Demographically, H-Tiriyó is the most important dialect (~ 60% of the speakers). It is the dialect spoken in the village of Kwamalasamutu, Suriname, and in the villages along the Western Paru river (Tawainen or Missão Tiriós, Kaikui Tëpu, Santo Antônio) and also along the Marapi river (Kuxare, Yawa, etc.). K-Tiriyó is spoken in the villages along the Eastern Paru river (Mataware, and some people at Bonna) in Brazil, and in the villages of Tepoe and Paloemeu in Suriname.

Tiriyo was also a basis of the Ndyuka-Tiriyó Pidgin.

== Phonology ==
Tiriyó has seven vowels and ten consonants, as shown in the chart below. (Orthographic symbols in bold, IPA values in square brackets.)

=== Vowels ===

|  | Front | Central | Back |
|---|---|---|---|
| Close | i ⟨i⟩ | ɨ ⟨ï⟩ | u ⟨u⟩ |
| Mid | e ⟨e⟩ | ə ⟨ë⟩ | o ⟨o⟩ |
| Open |  | a ⟨a⟩ |  |

- The vowels (a, e, i, o, u) are very close to their usual values in, e.g., Spanish.

▶ [Task list]:
[1] Based on the text about Tiriyó, decide whether each statement agrees with it: (a) K-Tiriyó is the dialect spoken in Kwamalasamutu; (b) Tiriyó has ten consonants; (c) H-Tiriyó accounts for roughly 60% of the speakers.
[2] Write the next part of the text on Tiriyó, starting after its final sentence about the vowels.
The items that come after this point are from a separate source.

(Entries from an annotation dataset)

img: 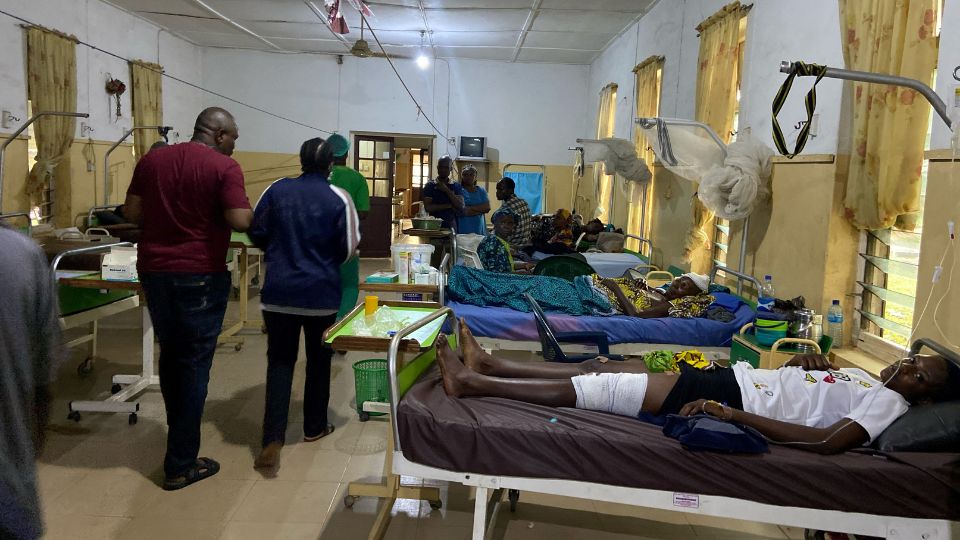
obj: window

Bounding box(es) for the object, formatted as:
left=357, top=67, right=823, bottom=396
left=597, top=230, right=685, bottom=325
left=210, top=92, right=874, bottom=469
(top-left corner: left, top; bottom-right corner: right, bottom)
left=857, top=111, right=933, bottom=355
left=627, top=56, right=664, bottom=252
left=593, top=83, right=617, bottom=221
left=712, top=25, right=747, bottom=270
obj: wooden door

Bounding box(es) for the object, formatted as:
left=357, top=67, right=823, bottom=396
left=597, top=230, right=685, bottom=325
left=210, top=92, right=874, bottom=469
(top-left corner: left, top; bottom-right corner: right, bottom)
left=353, top=135, right=394, bottom=257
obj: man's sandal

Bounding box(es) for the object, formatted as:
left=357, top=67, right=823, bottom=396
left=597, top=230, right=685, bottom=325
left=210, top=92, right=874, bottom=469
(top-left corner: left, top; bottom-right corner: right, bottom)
left=163, top=458, right=220, bottom=491
left=303, top=424, right=337, bottom=442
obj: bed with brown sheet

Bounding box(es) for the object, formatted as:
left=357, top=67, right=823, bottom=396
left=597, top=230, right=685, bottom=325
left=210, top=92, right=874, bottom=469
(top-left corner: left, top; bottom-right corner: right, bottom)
left=395, top=373, right=960, bottom=538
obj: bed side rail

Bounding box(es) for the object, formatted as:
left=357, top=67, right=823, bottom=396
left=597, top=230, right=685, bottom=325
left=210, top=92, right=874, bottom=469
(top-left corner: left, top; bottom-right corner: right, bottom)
left=710, top=266, right=763, bottom=300
left=387, top=307, right=460, bottom=452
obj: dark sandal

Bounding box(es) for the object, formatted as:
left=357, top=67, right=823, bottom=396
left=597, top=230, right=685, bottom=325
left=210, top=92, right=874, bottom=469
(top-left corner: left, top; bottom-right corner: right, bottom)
left=303, top=424, right=337, bottom=442
left=163, top=458, right=220, bottom=491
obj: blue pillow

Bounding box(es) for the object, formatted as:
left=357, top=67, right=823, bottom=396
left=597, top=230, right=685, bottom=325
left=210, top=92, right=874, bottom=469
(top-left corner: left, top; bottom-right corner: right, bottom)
left=663, top=414, right=770, bottom=454
left=710, top=293, right=745, bottom=313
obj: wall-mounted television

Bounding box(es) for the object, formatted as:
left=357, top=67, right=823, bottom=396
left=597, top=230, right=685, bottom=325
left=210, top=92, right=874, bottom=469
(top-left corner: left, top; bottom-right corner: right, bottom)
left=457, top=137, right=487, bottom=160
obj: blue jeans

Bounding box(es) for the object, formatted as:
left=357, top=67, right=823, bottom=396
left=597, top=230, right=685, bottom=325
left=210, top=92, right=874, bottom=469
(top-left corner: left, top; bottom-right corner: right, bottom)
left=262, top=311, right=337, bottom=447
left=140, top=272, right=230, bottom=478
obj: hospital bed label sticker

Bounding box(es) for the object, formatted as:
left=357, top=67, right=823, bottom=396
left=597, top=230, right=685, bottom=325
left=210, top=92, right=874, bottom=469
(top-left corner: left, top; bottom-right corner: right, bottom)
left=673, top=493, right=700, bottom=508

▶ [Answers in order]:
[1]
(a) No: "It is the dialect spoken in the village of Kwamalasamutu, Suriname" refers to H-Tiriyó, while K-Tiriyó "is spoken in the villages along the Eastern Paru river."
(b) Yes: "Tiriyó has seven vowels and ten consonants."
(c) Yes: "H-Tiriyó is the most important dialect (~ 60% of the speakers)."

[2]
- The central vowel ï is usually /[ɨ]/, but /[ɯ]/ is also heard, especially after a velar consonant;
- The central vowel ë is usually /[ə]/, but /[ʌ]/ or /[ɤ]/ are also common.

=== Consonants ===

|  | Bilabial | Dental | Palatal | Velar | Glottal |
|---|---|---|---|---|---|
| Nasal | m ⟨m⟩ | n ⟨n⟩ |  |  |  |
| Plosive | p ⟨p⟩ | t ⟨t⟩ |  | k ⟨k⟩ |  |
| Fricative | ɸ ⟨hp⟩ | s ⟨s⟩ |  |  | h ⟨h⟩ |
| Tap |  | ɾ ⟨r⟩ |  |  |  |
| Approximant | β ⟨w⟩ |  | j ⟨j⟩ |  |  |

1. The fricative //s// shows a considerable amount of variation. Some speakers have /[s]/, others have /[ç]/ or /[s̠]/, or even /[ʃ]/. The following vowel also influences the pronunciation of //s//: /[ʃ]/-like realizations are more frequent before //i// and //e//.
2. The rhotic r is often retroflex (/[ɽ]/) and may have some laterality (/[ɺ]/); simple taps (/[ɾ]/) are also heard.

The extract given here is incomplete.